**Exercise brief**:
Answer these questions from the essay on Guy Davenport below.
(a) What three archival subjects does the opening paragraph name as sources of the energies Davenport summons?
(b) To whom does the essay credit the formula "every force evolves a form"?
(c) Which punctuation marks do the youths who narrate "The River" and "O Gadjo Niglo" keep?

**Selected extract**:
◇ ◇ ◇ ◇

"When novelists become Cubists": the prose ideograms of Guy Davenport - Critical Essay

Style, Spring, 2002 by Andre Furlani

Guy Davenport's narratives are hybrids of fiction, documentary, poem, and illustration, A disciple of Ezra Pound, he adapts to the short story the ideogrammatic method of The Cantos, where a grammar of images, emblems, and symbols replaces that of logical sequence. This grammar allows for the grafting of particulars into a congeries of implied relation without subordination. In contrast to postmodernists, Davenport does not omit causal connection and linear narrative continuity for the sake of an aleatory play of signification but in order to intimate by combinational logic kinships and correspondences among eras, ideas and forces. His collages (he calls them "assemblages of fact and necessary fiction") are arbitrary without being gratuitous, play proceeding in them under the auspices of emancipatory containment. These features of Davenport's experimentation are revealed in three exemplary texts. Although rich meditations on squandered or misdirected cultural possibility, each is encomiastic and prospective r ather than elegiac and nostalgic. Davenport summons and rechannels dormant energies released by his archival subjects--the Vorticist art of Henri Gaudier-Brzeska, the discovery of the Aurignacian cave paintings at Lascaux, and the utopian project of Charles Fourier.

Assemblage

For Guy Davenport "every force evolves a form." It is typical of him, who makes this epigram the title both of an essay and of a book, to find a contemporary avant-garde formula not in, say, Shklovsky, Marinetti, or Rimbaud but in the founder of the Shakers, Mother Ann Lee. He scarcely trusts an idea that is not on closer inspection an old one. For Davenport it is always later the same day. He shares with the modernists a disposition towards syncretic structures. A Lascaux aurochs and a Picasso bull share their pigment; a Pre-Socratic fragment and a Wittgenstein Zettel share their ink.

"A work of art," Davenport claims in the forward to Every Force Evolves a Form, "is a form that articulates forces, making them intelligible" (xi). Seeking out forms that might faithfully correspond to the range of forces inhering in his literary subjects, he follows his modernist precursors in assuming that a new subject entails the renegotiation of formal convention. As a consequence, his is one of the most eclectic and innovative bodies of fiction in contemporary American literature. Indeed, he has renegotiated the conventions distinguishing prose from verse. During a period when the first person present retrospective narrative has nearly monopolized American short fiction, he has almost entirely eschewed the subgenre, except to adapt it. (Thus the youths who narrate "The River" and "O Gadjo Niglo" omit all punctuation except the period and the question mark.) He prefers to draw on much more heterogeneous stylistic instigations, such as surrealism, hexameter mime, formalism, dramatic monologue, classical e clogue, collage, Roman cento, Japanese renka, postcard, imaginary dialogue, Hellenistic philosophical sketch, and journal.

◇ ◇ ◇ ◇

**Record list**:
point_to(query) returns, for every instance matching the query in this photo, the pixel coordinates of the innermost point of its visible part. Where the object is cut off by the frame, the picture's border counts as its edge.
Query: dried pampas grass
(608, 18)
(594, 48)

◇ ◇ ◇ ◇

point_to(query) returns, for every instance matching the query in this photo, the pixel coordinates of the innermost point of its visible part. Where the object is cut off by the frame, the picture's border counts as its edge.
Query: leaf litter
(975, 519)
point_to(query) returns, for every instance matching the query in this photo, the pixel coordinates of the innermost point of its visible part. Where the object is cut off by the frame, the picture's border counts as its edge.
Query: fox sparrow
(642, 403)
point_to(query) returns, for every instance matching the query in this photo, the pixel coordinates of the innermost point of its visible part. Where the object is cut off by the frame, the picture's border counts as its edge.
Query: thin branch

◇ ◇ ◇ ◇

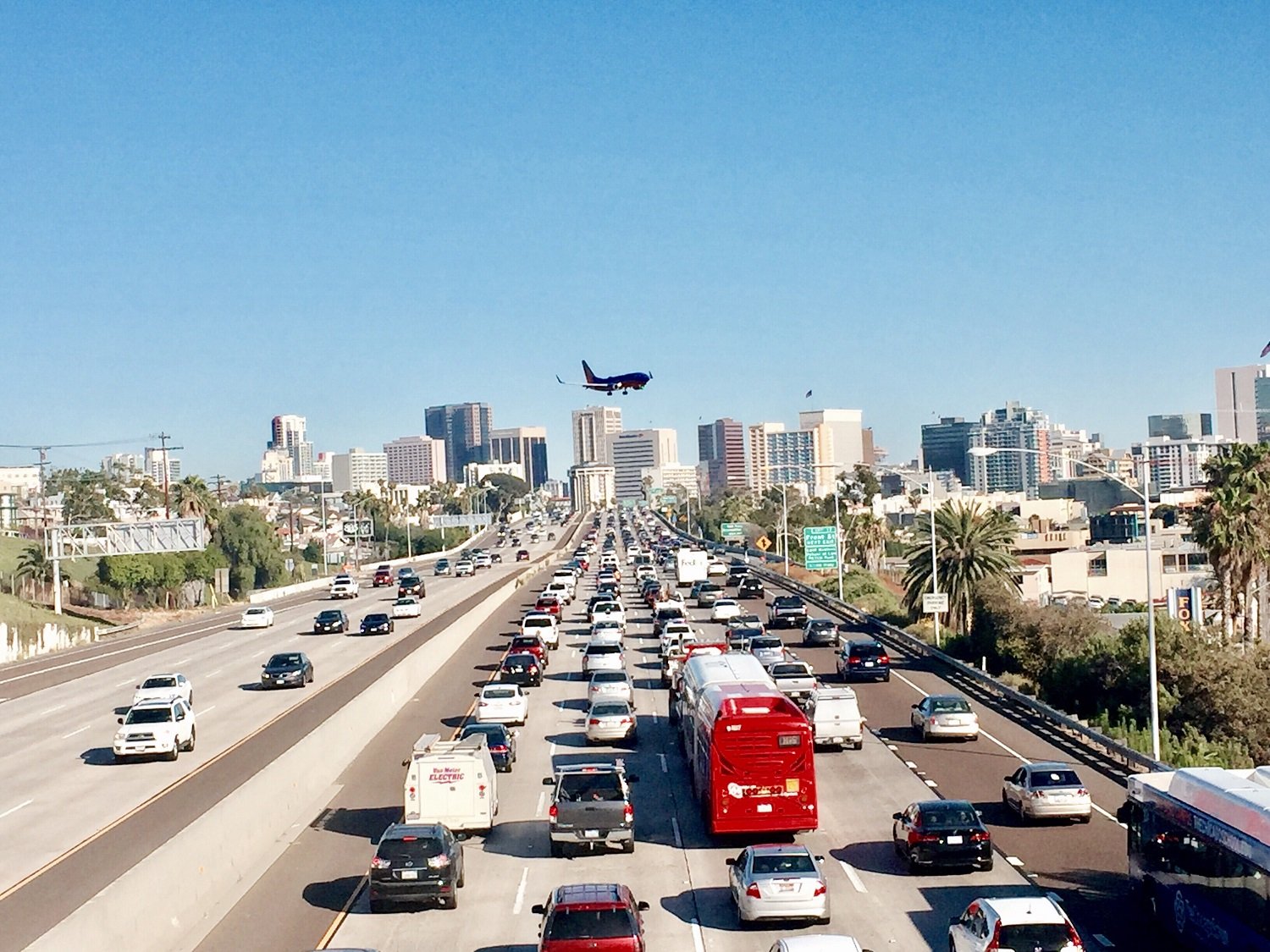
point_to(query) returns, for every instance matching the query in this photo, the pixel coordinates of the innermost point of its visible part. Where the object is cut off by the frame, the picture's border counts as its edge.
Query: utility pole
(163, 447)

◇ ◇ ◇ ◇

**Exercise solution**:
(a) The Vorticist art of Henri Gaudier-Brzeska, the discovery of the Aurignacian cave paintings at Lascaux, and the utopian project of Charles Fourier.
(b) Mother Ann Lee, the founder of the Shakers.
(c) Only the period and the question mark.